**Task objective:**
Using the records provided below, locate and copy each line that contains the word "rough".

**Provided information:**
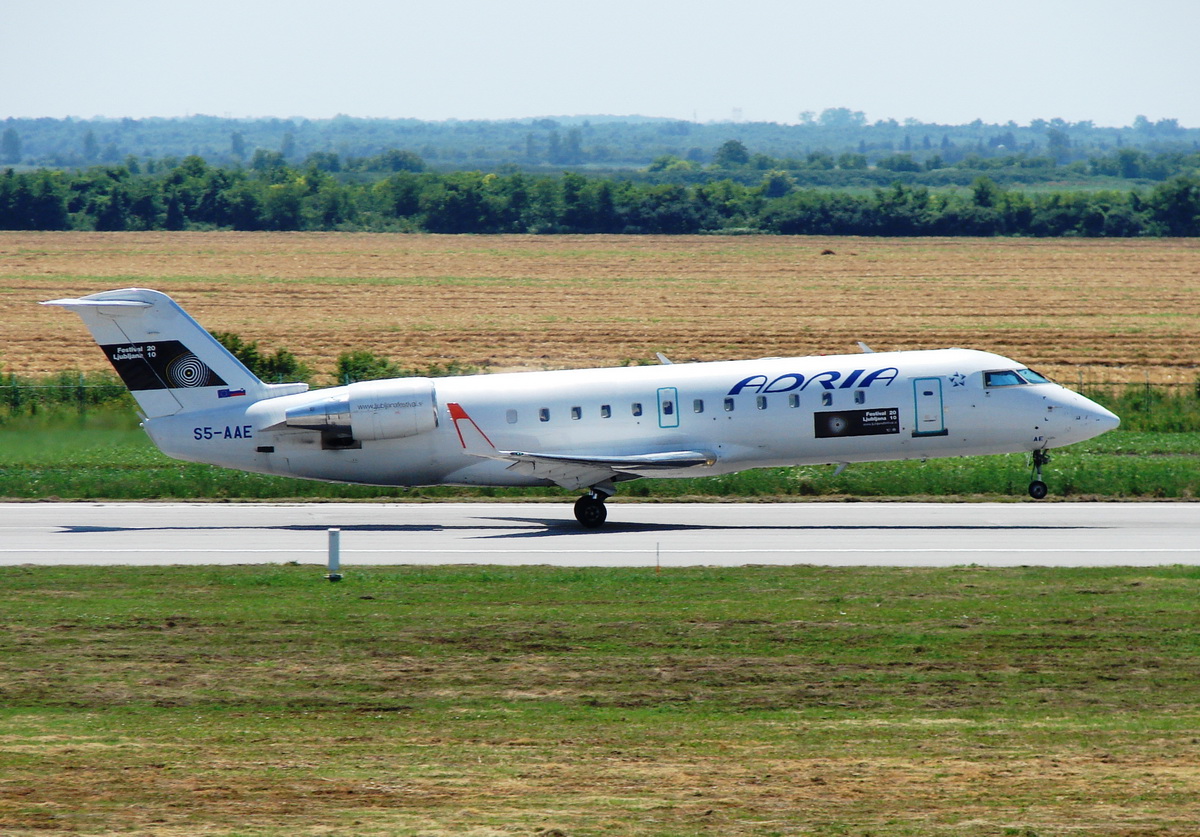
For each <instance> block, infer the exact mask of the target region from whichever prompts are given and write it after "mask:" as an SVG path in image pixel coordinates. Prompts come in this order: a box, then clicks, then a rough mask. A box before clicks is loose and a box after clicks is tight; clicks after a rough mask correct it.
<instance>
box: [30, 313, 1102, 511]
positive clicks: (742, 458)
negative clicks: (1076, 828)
mask: <svg viewBox="0 0 1200 837" xmlns="http://www.w3.org/2000/svg"><path fill="white" fill-rule="evenodd" d="M43 305H54V306H62V307H65V308H70V309H72V311H74V312H76V313H77V314H79V317H82V318H83V321H84V323H85V324H86V326H88V327H89V329H90V330H91V333H92V336H94V337H95V338H96V342H97V343H98V344H100V345H101V348H102V349H103V350H104V354H106V355H107V356H108V360H109V361H110V362H112V363H113V366H114V367H115V369H116V372H118V373H119V374H120V377H121V379H122V380H124V381H125V384H126V385H127V386H128V389H130V391H131V392H132V393H133V397H134V398H136V399H137V402H138V405H139V408H140V411H142V414H143V419H144V420H143V422H142V427H144V428H145V430H146V433H149V434H150V438H151V439H152V440H154V442H155V444H156V445H157V446H158V447H160V448H161V450H162V451H163V452H164V453H166V454H167V456H170V457H174V458H176V459H187V460H191V462H205V463H211V464H215V465H223V466H226V468H238V469H241V470H246V471H257V472H260V474H281V475H286V476H296V477H305V478H310V480H326V481H332V482H356V483H367V484H377V486H430V484H457V486H551V484H556V486H562V487H563V488H566V489H572V490H583V492H586V493H584V494H583V495H582V496H580V498H578V500H577V501H576V504H575V516H576V518H578V520H580V523H581V524H583V526H587V528H589V529H590V528H595V526H600V525H601V524H604V522H605V518H606V517H607V512H606V507H605V500H607V499H608V498H610V496H612V495H613V494H614V493H616V492H617V484H618V483H620V482H623V481H626V480H636V478H637V477H647V476H654V477H694V476H710V475H718V474H730V472H732V471H740V470H745V469H749V468H768V466H776V465H811V464H826V463H829V464H835V463H836V464H839V465H840V466H845V465H846V464H848V463H856V462H874V460H883V459H926V458H934V457H955V456H973V454H982V453H1012V452H1030V453H1031V454H1032V457H1033V480H1032V482H1031V483H1030V494H1031V495H1032V496H1033V498H1036V499H1042V498H1043V496H1045V494H1046V486H1045V483H1044V482H1043V481H1042V466H1043V464H1045V462H1046V460H1048V458H1049V457H1048V454H1046V451H1049V450H1050V448H1051V447H1061V446H1063V445H1070V444H1073V442H1076V441H1082V440H1084V439H1091V438H1092V436H1096V435H1099V434H1100V433H1104V432H1105V430H1109V429H1112V428H1114V427H1116V426H1117V424H1118V423H1120V419H1117V416H1115V415H1112V414H1111V413H1109V411H1108V410H1105V409H1104V408H1103V407H1100V405H1099V404H1096V403H1093V402H1091V401H1088V399H1087V398H1085V397H1082V396H1080V395H1078V393H1075V392H1072V391H1070V390H1067V389H1064V387H1062V386H1058V385H1057V384H1052V383H1050V381H1049V380H1046V379H1045V378H1043V377H1042V375H1039V374H1038V373H1036V372H1033V371H1032V369H1028V368H1026V367H1025V366H1024V365H1021V363H1018V362H1016V361H1012V360H1009V359H1007V357H1002V356H1000V355H994V354H990V353H986V351H972V350H968V349H938V350H930V351H889V353H871V351H870V350H869V349H868V348H866V347H865V345H863V347H862V348H863V350H864V351H863V354H853V355H836V356H834V355H829V356H820V357H762V359H758V360H745V361H722V362H704V363H671V362H670V361H667V360H666V359H665V357H661V356H660V360H661V361H664V362H662V363H661V365H659V366H642V367H623V368H606V369H570V371H563V372H524V373H508V374H492V375H467V377H458V378H438V379H430V378H397V379H392V380H372V381H361V383H358V384H350V385H348V386H335V387H330V389H324V390H316V391H311V392H310V391H308V385H307V384H264V383H263V381H260V380H259V379H258V378H257V377H256V375H254V374H252V373H251V372H250V371H248V369H247V368H246V367H245V366H242V363H241V362H240V361H238V359H236V357H234V356H233V355H232V354H229V353H228V351H227V350H226V349H224V347H222V345H221V343H218V342H217V341H216V339H215V338H214V337H212V336H211V335H209V333H208V332H206V331H205V330H204V329H203V327H200V326H199V324H197V323H196V320H193V319H192V318H191V317H188V315H187V313H186V312H184V309H182V308H180V307H179V306H178V305H176V303H175V302H174V301H173V300H172V299H170V297H168V296H166V295H164V294H161V293H158V291H155V290H144V289H127V290H109V291H104V293H101V294H92V295H91V296H84V297H82V299H73V300H53V301H50V302H46V303H43Z"/></svg>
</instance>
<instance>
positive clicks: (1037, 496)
mask: <svg viewBox="0 0 1200 837" xmlns="http://www.w3.org/2000/svg"><path fill="white" fill-rule="evenodd" d="M1048 462H1050V454H1049V453H1046V452H1045V451H1043V450H1038V451H1033V481H1032V482H1030V496H1032V498H1033V499H1034V500H1042V499H1043V498H1045V495H1046V494H1048V493H1049V490H1050V489H1049V488H1046V484H1045V483H1044V482H1042V466H1043V465H1044V464H1046V463H1048Z"/></svg>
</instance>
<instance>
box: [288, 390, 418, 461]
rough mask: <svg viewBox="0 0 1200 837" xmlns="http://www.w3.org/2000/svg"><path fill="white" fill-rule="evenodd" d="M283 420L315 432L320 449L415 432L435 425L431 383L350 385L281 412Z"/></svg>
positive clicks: (409, 434)
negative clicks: (282, 417) (317, 436)
mask: <svg viewBox="0 0 1200 837" xmlns="http://www.w3.org/2000/svg"><path fill="white" fill-rule="evenodd" d="M283 423H284V424H287V426H288V427H296V428H301V429H305V430H319V432H320V444H322V447H324V448H326V450H340V448H348V447H362V442H364V441H378V440H379V439H402V438H404V436H415V435H416V434H419V433H425V432H427V430H432V429H433V428H434V427H437V424H438V408H437V402H436V401H434V395H433V381H432V380H430V379H428V378H396V379H392V380H371V381H360V383H358V384H350V385H349V386H346V387H342V389H341V391H340V393H338V395H336V396H330V397H328V398H323V399H320V401H317V402H313V403H312V404H305V405H304V407H293V408H292V409H290V410H288V411H287V413H286V414H284V420H283Z"/></svg>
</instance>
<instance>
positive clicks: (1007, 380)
mask: <svg viewBox="0 0 1200 837" xmlns="http://www.w3.org/2000/svg"><path fill="white" fill-rule="evenodd" d="M983 383H984V386H1018V385H1019V384H1024V383H1025V380H1024V379H1022V378H1021V377H1020V375H1019V374H1016V371H1015V369H1004V371H1003V372H985V373H983Z"/></svg>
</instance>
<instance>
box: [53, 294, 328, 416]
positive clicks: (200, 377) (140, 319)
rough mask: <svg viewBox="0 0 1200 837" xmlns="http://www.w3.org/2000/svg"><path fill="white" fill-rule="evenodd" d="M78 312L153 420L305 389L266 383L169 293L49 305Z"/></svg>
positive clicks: (80, 301) (138, 294) (303, 384)
mask: <svg viewBox="0 0 1200 837" xmlns="http://www.w3.org/2000/svg"><path fill="white" fill-rule="evenodd" d="M42 305H56V306H62V307H64V308H70V309H71V311H73V312H76V313H77V314H79V317H80V318H82V319H83V321H84V325H86V326H88V329H89V330H90V331H91V336H92V337H94V338H95V339H96V343H98V344H100V348H101V349H103V350H104V355H106V356H107V357H108V360H109V362H112V365H113V368H114V369H116V374H119V375H120V377H121V380H124V381H125V385H126V386H127V387H130V392H132V393H133V397H134V398H136V399H137V402H138V407H140V408H142V411H143V413H144V414H145V415H146V417H148V419H155V417H158V416H169V415H175V414H176V413H190V411H192V410H206V409H211V408H215V407H220V405H222V404H226V403H228V402H224V401H223V399H226V398H245V399H246V401H247V402H256V401H260V399H263V398H271V397H275V396H283V395H289V393H293V392H304V391H305V390H307V389H308V385H307V384H275V385H271V384H264V383H263V381H260V380H259V379H258V377H257V375H254V373H252V372H251V371H250V369H247V368H246V367H245V366H244V365H242V363H241V361H239V360H238V359H236V357H234V356H233V355H232V354H229V351H228V350H227V349H226V348H224V347H223V345H221V343H218V342H217V339H216V338H215V337H212V335H210V333H209V332H206V331H205V330H204V329H203V327H200V325H199V324H198V323H197V321H196V320H193V319H192V318H191V317H188V315H187V313H186V312H185V311H184V309H182V308H180V307H179V305H176V303H175V301H174V300H172V299H170V297H169V296H167V295H166V294H161V293H158V291H157V290H145V289H143V288H128V289H126V290H106V291H103V293H101V294H92V295H91V296H84V297H82V299H78V300H50V301H48V302H43V303H42Z"/></svg>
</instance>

**Task answer:**
For each <instance> block, infer the exact mask of the target region from whichever prompts are given and write it after "mask:" as an SVG path in image pixel coordinates. Prompts come in this order: a box, then clicks, then a rough mask. A box before clicks is loose and a box after clicks is tight; clicks after a rough mask correct it.
rough mask: <svg viewBox="0 0 1200 837" xmlns="http://www.w3.org/2000/svg"><path fill="white" fill-rule="evenodd" d="M283 420L315 432L320 449L415 432L435 425L431 383L350 385L281 412Z"/></svg>
rough mask: <svg viewBox="0 0 1200 837" xmlns="http://www.w3.org/2000/svg"><path fill="white" fill-rule="evenodd" d="M78 312L153 420L305 389L266 383L169 293L49 305Z"/></svg>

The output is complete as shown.